* [Exercise instructions]:
Reproduce every one of the items below word for word, but omit the pictures.

──────────

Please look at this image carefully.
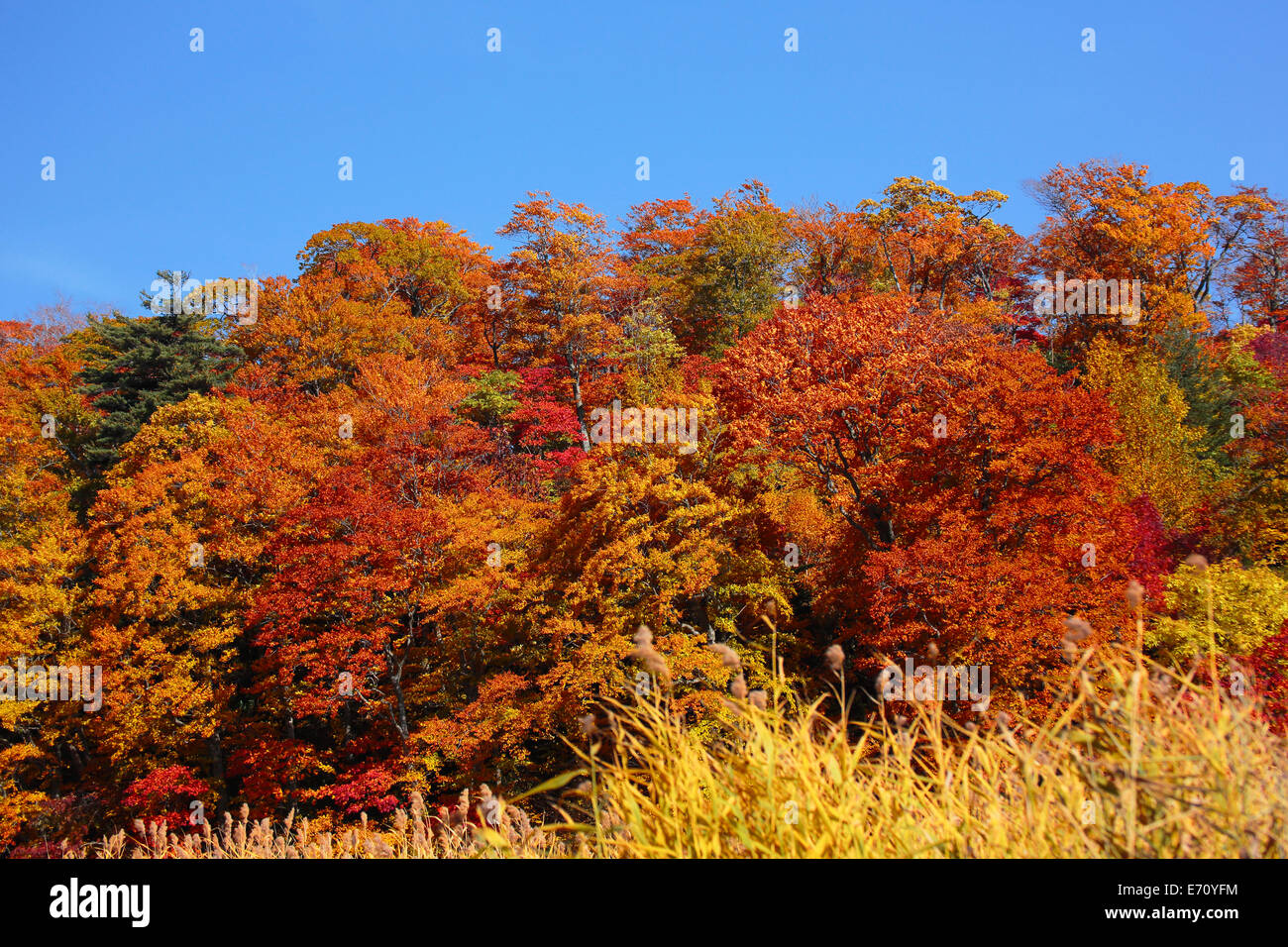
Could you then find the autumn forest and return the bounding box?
[0,161,1288,857]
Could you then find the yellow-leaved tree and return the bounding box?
[1083,336,1218,531]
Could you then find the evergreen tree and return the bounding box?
[80,271,241,491]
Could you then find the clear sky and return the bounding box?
[0,0,1288,318]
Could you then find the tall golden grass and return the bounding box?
[85,646,1288,858]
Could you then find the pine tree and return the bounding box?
[80,273,241,491]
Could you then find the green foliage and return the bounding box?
[456,371,520,428]
[80,277,241,489]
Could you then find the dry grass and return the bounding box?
[561,650,1288,858]
[82,648,1288,858]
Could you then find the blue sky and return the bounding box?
[0,0,1288,318]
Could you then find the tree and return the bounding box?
[1085,336,1216,530]
[499,193,618,454]
[80,273,241,483]
[720,296,1130,699]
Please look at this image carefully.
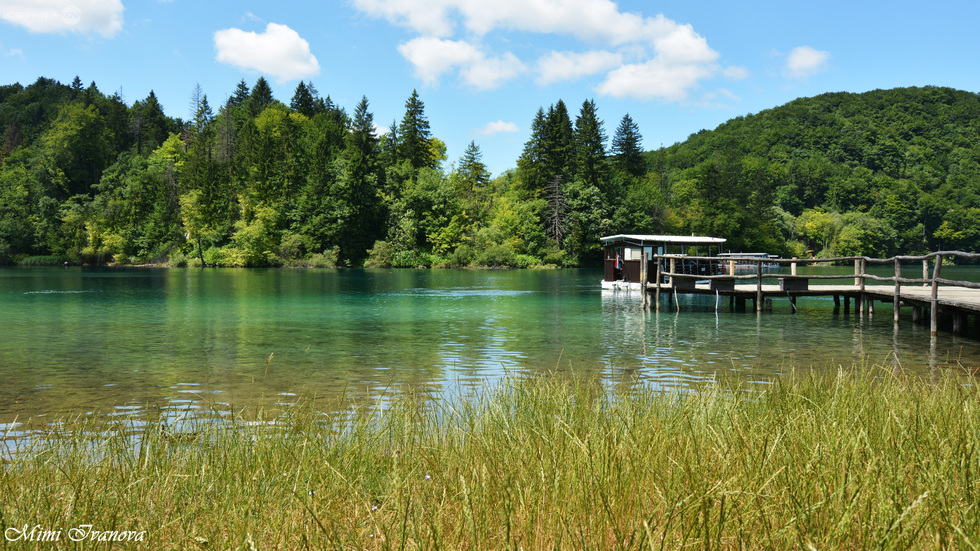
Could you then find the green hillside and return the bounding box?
[660,87,980,256]
[0,77,980,267]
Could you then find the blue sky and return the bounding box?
[0,0,980,175]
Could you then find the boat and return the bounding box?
[601,234,726,291]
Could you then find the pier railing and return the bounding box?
[639,251,980,335]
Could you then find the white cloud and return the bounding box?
[353,0,724,101]
[0,0,125,38]
[0,43,24,58]
[786,46,830,80]
[535,51,623,86]
[460,52,527,90]
[596,59,715,101]
[398,37,483,86]
[722,65,749,80]
[476,119,521,136]
[214,23,320,82]
[398,37,526,90]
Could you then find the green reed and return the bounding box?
[0,368,980,549]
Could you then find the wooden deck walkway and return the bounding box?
[641,251,980,335]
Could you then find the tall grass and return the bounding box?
[0,369,980,549]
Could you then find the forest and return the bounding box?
[0,77,980,268]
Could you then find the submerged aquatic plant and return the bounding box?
[0,368,980,549]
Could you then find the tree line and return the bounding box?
[0,77,980,267]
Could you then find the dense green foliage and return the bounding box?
[0,367,980,550]
[0,78,980,267]
[664,87,980,256]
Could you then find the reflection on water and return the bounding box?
[0,268,980,431]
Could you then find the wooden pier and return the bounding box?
[639,251,980,336]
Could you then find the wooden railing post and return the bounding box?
[654,255,661,312]
[755,260,762,312]
[892,257,902,325]
[929,255,943,337]
[640,249,650,310]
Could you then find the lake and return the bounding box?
[0,267,980,429]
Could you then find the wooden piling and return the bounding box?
[755,260,762,312]
[655,258,661,312]
[929,255,943,337]
[640,252,650,310]
[892,258,902,325]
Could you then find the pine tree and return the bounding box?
[398,90,436,170]
[514,107,549,199]
[228,79,250,107]
[456,141,490,194]
[289,80,316,118]
[247,77,273,118]
[545,100,574,184]
[575,100,609,191]
[612,113,646,178]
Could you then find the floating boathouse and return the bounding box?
[602,234,725,291]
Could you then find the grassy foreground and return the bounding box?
[0,369,980,549]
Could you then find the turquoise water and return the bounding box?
[0,268,980,429]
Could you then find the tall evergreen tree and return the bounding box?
[575,100,608,191]
[130,90,172,155]
[456,140,490,194]
[289,80,316,118]
[398,90,436,170]
[545,100,575,183]
[248,77,274,117]
[332,96,384,265]
[228,79,251,107]
[514,107,548,199]
[611,113,646,178]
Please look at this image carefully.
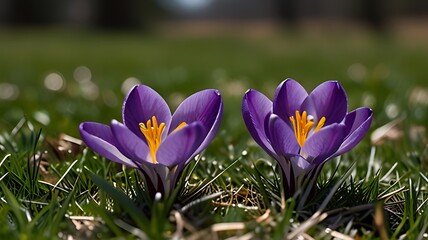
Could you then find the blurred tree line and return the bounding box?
[0,0,428,30]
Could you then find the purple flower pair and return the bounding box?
[80,79,373,200]
[80,85,223,197]
[242,79,373,197]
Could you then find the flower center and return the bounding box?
[290,110,325,148]
[139,116,187,163]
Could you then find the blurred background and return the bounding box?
[0,0,428,143]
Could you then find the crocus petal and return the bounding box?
[334,108,373,156]
[156,122,206,167]
[242,89,275,156]
[122,85,171,142]
[301,81,348,125]
[111,120,149,163]
[269,114,300,157]
[302,123,345,165]
[79,122,137,168]
[273,79,308,121]
[168,89,223,152]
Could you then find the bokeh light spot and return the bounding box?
[44,73,65,91]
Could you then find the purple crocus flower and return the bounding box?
[242,79,373,197]
[80,85,223,197]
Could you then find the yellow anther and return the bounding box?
[139,116,187,163]
[289,110,326,148]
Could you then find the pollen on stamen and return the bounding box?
[289,110,326,147]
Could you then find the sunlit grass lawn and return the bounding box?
[0,27,428,239]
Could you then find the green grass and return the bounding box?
[0,27,428,239]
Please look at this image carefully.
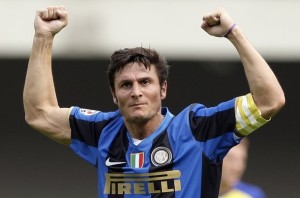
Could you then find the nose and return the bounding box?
[131,83,142,98]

──────────

* [Answer in full]:
Please look at this image carefully.
Could you then find the autumn forest and return the bounding box?
[0,161,1288,857]
Could you then find the yellow-leaved tree and return the bounding box?
[1083,336,1218,531]
Could you then find the evergreen tree and return the bounding box?
[80,271,241,491]
Could you then find the clear sky and return the bounding box?
[0,0,1288,318]
Could you then find the tall golden grass and return the bounding box?
[85,646,1288,858]
Could you then find the pine tree and return the bounding box?
[80,273,241,491]
Could you then find the green foliage and return the bounding box?
[456,371,520,428]
[80,277,241,489]
Could you then find the dry grass and return the bounding box?
[561,650,1288,858]
[82,648,1288,858]
Could you then find the blue sky and return the bounding box?
[0,0,1288,318]
Could you then find the tree and return the bounding box?
[1085,336,1216,530]
[499,193,618,454]
[80,273,241,483]
[720,296,1130,699]
Please look at this image carefully.
Could you then find the green hillside and return the bounding box?
[660,87,980,256]
[0,77,980,267]
Could you then find the blue sky and return the bounding box?
[0,0,980,175]
Could you then find the boat and return the bounding box?
[601,234,726,291]
Could you then find the pier railing and return the bounding box?
[639,251,980,335]
Could you then find the white cloud and return the bounding box?
[353,0,724,101]
[0,0,125,38]
[0,43,24,58]
[786,46,830,80]
[535,51,623,86]
[460,52,527,90]
[596,59,715,101]
[398,37,483,86]
[722,65,749,80]
[476,119,521,136]
[214,23,320,82]
[398,37,526,90]
Could you then find the green reed and return the bounding box?
[0,368,980,549]
Could you then find the wooden deck walkway and return the bounding box?
[641,251,980,335]
Could you then find the tall grass and return the bounding box?
[0,369,980,549]
Could you then find the forest and return the bounding box?
[0,77,980,268]
Could you then find the submerged aquatic plant and return the bounding box?
[0,368,980,549]
Could you then find the tree line and return the bounding box?
[0,77,980,267]
Could you then find the dense green foliage and return the bounding box?
[0,367,980,550]
[0,78,980,267]
[664,87,980,256]
Could you then find the reflection on water and return the bounding box?
[0,268,980,431]
Could you then find the wooden pier and return the bounding box?
[639,251,980,336]
Could you then find the wooden railing post and return the bounding box?
[654,255,661,312]
[755,260,762,312]
[892,257,902,325]
[929,255,943,337]
[640,249,650,310]
Could you then find the lake and return the bounding box?
[0,267,980,429]
Could you then find the wooden piling and return the bounding box?
[755,260,762,312]
[655,258,661,312]
[929,255,943,337]
[640,252,650,310]
[892,258,902,325]
Could you then find the pine tree and return the bounding box?
[398,90,436,170]
[514,107,549,199]
[228,79,250,107]
[456,141,490,194]
[289,80,316,118]
[247,77,273,118]
[545,100,574,184]
[575,100,609,191]
[612,113,646,178]
Could you then find the floating boathouse and return the bounding box?
[602,234,725,291]
Could you then find the grassy foreground and return the bounding box?
[0,369,980,549]
Could you then find the turquoise water and return the bounding box?
[0,268,980,429]
Could you then find the tall evergreen tree and return the bounding box?
[575,100,608,191]
[130,90,172,155]
[456,140,490,194]
[289,80,316,118]
[398,90,436,170]
[545,100,575,183]
[248,77,274,117]
[332,96,384,265]
[228,79,251,107]
[514,107,548,199]
[611,113,646,178]
Please look at this image carefully.
Could you then find the blurred tree line and return the bounding box?
[0,0,428,30]
Could you then find the purple flower pair and return the bounding box?
[80,79,373,200]
[80,85,223,197]
[242,79,373,197]
Could you then find the flower center and return the bounding box?
[290,110,325,148]
[139,116,187,163]
Could you then find the blurred background and return the bounding box?
[0,0,428,143]
Could you then find the crocus petal and return the bounding box?
[334,108,373,156]
[156,122,206,167]
[242,89,275,156]
[122,85,171,142]
[301,81,348,125]
[111,120,149,163]
[269,114,300,157]
[302,123,345,165]
[79,122,137,168]
[273,79,308,121]
[168,89,223,152]
Could you then find the bokeh light spot and return the bounding box?
[44,73,65,91]
Could you then find the purple crocus flower and return the bounding box?
[242,79,373,197]
[80,85,223,197]
Could you then find the yellow anther and return the bounding box?
[139,116,187,163]
[289,110,326,148]
Could you then find the pollen on stamen and return the bounding box?
[289,110,326,147]
Could you then find the sunlit grass lawn and return the bounding box?
[0,27,428,239]
Could you then find the green grass and return the bounding box?
[0,27,428,239]
Please look at this image carefully.
Could you then find the nose and return the bounding box?
[131,83,142,98]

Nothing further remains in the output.